[BEGIN DATA EXTRACT]

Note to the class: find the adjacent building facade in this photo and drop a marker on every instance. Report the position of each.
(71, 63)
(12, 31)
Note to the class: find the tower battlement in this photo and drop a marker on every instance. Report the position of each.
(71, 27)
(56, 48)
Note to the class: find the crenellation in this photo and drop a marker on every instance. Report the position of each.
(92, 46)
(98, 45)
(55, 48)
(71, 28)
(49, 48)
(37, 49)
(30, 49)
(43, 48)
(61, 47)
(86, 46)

[END DATA EXTRACT]

_SET PROBLEM_
Rescale the coordinates in every answer: rewrite all of the lines above, requests included, with each coordinate multiplied by 0.9 and rounded to a whole number, halves rounding up.

_THE ANSWER_
Note to the class: find the adjacent building facade in this photo and drop a marker on every instance. Report the position of each.
(64, 57)
(11, 28)
Note to the class: find the tower battlement in this photo and drop a marker on every instance. Report the position of each.
(64, 24)
(50, 43)
Note to the class: find the crenellation in this photo and drop a marker on every instance. Report the position of each.
(83, 41)
(88, 41)
(50, 43)
(64, 25)
(44, 43)
(33, 44)
(27, 44)
(39, 43)
(55, 42)
(77, 41)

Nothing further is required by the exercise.